● EXERCISE: In the rows below, turn everything from the line containing "target: rooftop" down to the line containing "250 25 L 245" into a JSON list of strings, with one string per line and any blank lines left out.

Records from an annotation dataset
§

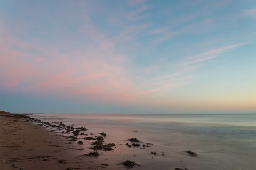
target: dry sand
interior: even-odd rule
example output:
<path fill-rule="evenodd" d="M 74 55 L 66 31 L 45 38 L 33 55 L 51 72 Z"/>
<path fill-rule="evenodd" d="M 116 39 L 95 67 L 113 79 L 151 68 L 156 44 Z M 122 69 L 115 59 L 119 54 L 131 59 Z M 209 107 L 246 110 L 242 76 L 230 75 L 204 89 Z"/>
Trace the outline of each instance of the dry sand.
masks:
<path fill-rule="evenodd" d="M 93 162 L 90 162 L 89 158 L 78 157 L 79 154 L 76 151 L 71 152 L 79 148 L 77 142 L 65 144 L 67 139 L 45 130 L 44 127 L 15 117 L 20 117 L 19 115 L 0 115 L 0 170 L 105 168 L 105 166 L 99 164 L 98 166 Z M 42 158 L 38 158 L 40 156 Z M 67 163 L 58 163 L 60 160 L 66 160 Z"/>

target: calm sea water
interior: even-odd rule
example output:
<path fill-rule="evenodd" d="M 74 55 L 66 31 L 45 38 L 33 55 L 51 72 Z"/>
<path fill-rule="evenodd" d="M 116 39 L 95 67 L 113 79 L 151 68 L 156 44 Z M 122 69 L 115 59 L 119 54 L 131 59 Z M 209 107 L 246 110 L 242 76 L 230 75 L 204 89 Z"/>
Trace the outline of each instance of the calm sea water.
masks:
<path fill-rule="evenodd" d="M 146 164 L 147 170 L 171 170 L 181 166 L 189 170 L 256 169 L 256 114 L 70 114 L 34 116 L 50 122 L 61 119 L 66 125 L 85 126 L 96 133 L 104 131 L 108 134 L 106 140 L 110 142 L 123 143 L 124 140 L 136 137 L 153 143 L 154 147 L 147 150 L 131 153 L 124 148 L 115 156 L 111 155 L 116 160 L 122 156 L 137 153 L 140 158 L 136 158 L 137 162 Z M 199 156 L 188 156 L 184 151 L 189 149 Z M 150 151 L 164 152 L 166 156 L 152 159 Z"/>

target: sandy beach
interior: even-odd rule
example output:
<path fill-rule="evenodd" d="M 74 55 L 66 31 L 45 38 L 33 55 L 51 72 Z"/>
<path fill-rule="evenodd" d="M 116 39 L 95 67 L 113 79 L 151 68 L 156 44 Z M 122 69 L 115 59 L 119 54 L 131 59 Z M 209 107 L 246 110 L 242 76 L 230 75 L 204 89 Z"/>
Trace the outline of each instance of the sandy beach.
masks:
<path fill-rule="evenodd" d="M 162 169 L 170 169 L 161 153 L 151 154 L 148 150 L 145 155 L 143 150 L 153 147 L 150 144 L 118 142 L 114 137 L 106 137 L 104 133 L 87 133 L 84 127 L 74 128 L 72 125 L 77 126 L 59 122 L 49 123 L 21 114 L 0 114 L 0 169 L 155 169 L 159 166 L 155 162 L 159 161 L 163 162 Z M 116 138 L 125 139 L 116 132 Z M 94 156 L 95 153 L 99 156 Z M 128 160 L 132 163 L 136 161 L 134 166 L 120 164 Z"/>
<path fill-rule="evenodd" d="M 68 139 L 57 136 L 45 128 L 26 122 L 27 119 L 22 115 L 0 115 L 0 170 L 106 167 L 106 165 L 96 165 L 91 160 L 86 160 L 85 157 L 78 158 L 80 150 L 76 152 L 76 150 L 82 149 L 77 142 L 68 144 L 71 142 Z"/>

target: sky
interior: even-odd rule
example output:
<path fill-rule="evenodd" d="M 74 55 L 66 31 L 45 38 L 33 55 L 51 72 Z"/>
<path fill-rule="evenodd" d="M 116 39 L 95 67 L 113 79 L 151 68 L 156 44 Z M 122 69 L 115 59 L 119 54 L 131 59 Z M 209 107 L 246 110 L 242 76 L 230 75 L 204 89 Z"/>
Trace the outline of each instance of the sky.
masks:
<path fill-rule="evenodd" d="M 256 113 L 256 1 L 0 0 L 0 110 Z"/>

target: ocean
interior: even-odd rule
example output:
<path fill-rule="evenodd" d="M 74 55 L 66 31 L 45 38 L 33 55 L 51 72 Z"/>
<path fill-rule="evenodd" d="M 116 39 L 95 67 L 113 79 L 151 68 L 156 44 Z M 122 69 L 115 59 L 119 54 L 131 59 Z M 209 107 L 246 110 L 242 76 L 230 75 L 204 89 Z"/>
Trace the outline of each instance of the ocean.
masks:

§

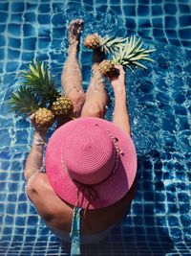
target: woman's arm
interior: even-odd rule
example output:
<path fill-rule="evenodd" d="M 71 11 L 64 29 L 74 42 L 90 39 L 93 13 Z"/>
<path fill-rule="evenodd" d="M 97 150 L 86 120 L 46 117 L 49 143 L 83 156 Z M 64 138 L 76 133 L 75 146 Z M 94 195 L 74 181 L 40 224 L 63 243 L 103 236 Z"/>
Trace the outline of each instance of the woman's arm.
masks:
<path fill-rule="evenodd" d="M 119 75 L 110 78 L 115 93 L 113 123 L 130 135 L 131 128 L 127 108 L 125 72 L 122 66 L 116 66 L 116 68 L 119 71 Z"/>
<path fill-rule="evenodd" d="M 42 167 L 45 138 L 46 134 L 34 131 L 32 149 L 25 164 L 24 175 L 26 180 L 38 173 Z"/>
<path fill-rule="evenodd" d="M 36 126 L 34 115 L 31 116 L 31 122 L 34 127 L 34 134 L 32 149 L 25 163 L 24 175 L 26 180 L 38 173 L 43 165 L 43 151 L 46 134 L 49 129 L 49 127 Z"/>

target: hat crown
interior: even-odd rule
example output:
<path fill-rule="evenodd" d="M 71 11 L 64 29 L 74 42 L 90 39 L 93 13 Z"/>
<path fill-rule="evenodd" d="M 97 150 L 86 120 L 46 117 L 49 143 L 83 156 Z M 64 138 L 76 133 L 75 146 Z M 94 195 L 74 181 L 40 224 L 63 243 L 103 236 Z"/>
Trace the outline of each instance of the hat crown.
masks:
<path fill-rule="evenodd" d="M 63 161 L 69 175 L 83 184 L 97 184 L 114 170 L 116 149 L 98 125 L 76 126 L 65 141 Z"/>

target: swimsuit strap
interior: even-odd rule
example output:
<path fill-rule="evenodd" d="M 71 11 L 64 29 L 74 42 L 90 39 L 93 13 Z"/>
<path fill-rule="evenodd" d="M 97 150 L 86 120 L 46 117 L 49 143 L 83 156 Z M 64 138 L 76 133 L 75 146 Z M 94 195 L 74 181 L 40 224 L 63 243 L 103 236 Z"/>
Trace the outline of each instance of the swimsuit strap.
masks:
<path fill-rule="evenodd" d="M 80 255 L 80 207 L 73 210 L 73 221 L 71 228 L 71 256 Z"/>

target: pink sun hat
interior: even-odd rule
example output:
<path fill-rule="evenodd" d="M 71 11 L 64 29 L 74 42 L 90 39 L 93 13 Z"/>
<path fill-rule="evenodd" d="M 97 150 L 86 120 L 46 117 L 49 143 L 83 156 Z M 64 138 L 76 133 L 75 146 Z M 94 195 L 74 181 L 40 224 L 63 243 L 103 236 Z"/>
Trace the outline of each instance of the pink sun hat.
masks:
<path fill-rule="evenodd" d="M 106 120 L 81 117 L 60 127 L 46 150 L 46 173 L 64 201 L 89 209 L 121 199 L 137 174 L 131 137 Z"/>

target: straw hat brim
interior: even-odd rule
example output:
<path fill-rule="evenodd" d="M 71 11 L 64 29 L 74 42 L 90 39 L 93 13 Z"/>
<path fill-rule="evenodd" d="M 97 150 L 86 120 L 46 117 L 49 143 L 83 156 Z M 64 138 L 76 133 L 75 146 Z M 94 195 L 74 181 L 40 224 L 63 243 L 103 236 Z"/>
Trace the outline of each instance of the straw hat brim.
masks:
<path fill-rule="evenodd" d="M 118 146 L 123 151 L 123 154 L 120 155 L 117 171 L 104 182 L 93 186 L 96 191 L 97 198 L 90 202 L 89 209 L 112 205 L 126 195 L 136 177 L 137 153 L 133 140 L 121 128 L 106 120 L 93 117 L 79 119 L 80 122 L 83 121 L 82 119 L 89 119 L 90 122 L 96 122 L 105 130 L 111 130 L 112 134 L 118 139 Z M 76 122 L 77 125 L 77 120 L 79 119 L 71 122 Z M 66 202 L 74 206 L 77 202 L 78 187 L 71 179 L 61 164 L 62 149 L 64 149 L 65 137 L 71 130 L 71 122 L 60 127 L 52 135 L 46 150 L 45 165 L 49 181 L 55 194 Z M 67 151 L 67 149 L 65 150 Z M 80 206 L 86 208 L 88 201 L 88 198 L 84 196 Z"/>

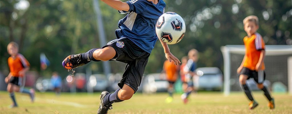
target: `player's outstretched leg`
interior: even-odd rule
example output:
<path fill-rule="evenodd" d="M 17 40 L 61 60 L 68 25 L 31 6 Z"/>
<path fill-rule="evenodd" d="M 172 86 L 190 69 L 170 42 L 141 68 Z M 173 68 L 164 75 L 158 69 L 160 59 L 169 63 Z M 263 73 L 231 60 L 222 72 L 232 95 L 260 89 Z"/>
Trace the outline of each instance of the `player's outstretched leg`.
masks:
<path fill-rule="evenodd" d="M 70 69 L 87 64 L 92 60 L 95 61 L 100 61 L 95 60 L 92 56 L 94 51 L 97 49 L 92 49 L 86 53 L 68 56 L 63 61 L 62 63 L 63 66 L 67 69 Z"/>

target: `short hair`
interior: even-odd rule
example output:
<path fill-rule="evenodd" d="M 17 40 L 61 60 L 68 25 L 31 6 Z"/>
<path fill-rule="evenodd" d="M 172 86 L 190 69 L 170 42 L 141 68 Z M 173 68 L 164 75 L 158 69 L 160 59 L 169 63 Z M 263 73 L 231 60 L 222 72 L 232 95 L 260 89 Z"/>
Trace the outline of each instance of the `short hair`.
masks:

§

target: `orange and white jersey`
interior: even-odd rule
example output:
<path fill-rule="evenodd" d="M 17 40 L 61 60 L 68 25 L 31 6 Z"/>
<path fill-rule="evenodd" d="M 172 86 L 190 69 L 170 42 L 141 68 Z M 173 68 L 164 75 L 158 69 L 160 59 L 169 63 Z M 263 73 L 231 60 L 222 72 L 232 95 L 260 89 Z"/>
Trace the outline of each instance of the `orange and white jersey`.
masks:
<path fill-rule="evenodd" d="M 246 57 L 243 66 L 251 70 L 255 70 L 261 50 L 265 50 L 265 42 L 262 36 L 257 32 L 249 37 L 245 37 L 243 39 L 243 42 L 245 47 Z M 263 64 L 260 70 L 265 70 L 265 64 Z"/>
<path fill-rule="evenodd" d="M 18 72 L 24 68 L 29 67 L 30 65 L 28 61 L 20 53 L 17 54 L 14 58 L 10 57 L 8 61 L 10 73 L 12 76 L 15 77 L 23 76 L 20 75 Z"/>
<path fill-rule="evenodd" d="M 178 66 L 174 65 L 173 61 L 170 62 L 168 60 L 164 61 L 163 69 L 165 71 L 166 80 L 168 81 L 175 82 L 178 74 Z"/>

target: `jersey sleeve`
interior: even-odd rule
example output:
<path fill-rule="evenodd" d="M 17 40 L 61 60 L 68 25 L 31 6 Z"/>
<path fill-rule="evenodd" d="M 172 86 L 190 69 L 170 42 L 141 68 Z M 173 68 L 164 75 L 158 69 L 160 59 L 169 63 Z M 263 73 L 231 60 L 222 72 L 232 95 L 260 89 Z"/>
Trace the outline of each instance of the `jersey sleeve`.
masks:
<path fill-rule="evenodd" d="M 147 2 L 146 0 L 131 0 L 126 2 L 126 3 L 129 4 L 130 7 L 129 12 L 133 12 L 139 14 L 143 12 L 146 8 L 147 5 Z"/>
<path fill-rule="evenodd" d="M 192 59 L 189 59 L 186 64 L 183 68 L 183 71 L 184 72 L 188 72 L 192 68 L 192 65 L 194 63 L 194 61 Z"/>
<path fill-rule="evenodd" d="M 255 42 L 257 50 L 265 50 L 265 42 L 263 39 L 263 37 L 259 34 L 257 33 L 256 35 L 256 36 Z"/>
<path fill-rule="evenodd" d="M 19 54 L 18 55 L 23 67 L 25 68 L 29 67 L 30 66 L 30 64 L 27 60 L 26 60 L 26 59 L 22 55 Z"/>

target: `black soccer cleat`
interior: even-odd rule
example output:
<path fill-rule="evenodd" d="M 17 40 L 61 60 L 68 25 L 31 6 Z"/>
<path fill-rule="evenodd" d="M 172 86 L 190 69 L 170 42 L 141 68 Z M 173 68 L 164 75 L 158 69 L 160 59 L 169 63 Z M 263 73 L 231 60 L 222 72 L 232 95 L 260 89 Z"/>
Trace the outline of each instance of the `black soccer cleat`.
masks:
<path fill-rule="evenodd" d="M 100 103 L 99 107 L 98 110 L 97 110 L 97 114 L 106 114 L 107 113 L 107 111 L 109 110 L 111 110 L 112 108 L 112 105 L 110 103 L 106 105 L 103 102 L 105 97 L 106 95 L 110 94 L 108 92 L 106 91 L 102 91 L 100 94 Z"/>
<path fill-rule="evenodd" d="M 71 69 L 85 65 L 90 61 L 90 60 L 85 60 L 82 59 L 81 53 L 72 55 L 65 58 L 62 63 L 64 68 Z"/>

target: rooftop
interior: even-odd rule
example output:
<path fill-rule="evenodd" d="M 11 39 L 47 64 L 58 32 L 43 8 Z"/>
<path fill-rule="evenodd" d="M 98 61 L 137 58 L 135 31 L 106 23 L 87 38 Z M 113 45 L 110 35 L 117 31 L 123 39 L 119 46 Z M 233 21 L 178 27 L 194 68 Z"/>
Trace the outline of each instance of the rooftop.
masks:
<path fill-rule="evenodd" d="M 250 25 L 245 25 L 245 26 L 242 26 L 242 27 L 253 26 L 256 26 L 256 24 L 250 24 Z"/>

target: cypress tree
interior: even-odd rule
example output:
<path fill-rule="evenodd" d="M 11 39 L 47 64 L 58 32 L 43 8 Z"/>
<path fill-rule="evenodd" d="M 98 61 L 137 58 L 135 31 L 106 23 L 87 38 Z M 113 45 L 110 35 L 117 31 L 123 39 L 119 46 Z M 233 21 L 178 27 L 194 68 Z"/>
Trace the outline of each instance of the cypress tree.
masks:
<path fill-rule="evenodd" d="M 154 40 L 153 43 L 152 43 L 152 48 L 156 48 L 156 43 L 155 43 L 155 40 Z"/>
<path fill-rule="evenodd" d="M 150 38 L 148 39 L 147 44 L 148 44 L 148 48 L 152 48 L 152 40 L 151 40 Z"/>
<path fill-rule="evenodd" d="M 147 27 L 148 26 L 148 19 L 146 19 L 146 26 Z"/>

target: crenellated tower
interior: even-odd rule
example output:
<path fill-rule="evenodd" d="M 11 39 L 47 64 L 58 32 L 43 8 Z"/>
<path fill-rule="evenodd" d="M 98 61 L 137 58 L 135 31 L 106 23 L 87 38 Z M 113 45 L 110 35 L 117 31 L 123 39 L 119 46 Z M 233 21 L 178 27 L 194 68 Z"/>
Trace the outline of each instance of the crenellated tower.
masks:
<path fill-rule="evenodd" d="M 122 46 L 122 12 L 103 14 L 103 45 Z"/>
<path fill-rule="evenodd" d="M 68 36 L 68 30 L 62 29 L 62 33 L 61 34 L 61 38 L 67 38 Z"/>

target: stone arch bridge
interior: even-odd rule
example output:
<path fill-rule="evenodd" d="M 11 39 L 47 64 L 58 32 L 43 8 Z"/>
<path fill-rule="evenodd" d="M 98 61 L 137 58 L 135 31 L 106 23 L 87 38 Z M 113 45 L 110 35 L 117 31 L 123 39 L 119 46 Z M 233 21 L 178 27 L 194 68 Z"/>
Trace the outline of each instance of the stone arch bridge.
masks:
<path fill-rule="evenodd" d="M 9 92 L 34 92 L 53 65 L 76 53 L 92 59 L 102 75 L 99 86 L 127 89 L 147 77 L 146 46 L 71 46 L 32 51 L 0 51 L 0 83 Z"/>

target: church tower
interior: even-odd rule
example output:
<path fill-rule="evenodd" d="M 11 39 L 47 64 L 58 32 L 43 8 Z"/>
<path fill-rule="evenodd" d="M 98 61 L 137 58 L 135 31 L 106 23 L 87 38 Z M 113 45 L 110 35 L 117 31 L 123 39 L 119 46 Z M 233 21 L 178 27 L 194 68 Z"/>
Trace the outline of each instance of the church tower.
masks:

§

● EXERCISE ANSWER:
[
  "target: rooftop",
  "interior: even-odd rule",
  "example output:",
  "<path fill-rule=\"evenodd\" d=\"M 11 39 L 47 64 L 58 32 L 43 8 Z\"/>",
  "<path fill-rule=\"evenodd\" d=\"M 98 61 L 137 58 L 135 31 L 106 23 L 87 38 Z M 113 45 L 110 35 L 117 31 L 123 39 L 119 46 Z M 233 21 L 178 27 L 194 68 Z\"/>",
  "Trace the outline of each instance of the rooftop.",
  "masks:",
  "<path fill-rule=\"evenodd\" d=\"M 250 25 L 245 25 L 245 26 L 242 26 L 242 27 L 253 26 L 256 26 L 256 24 L 250 24 Z\"/>"
]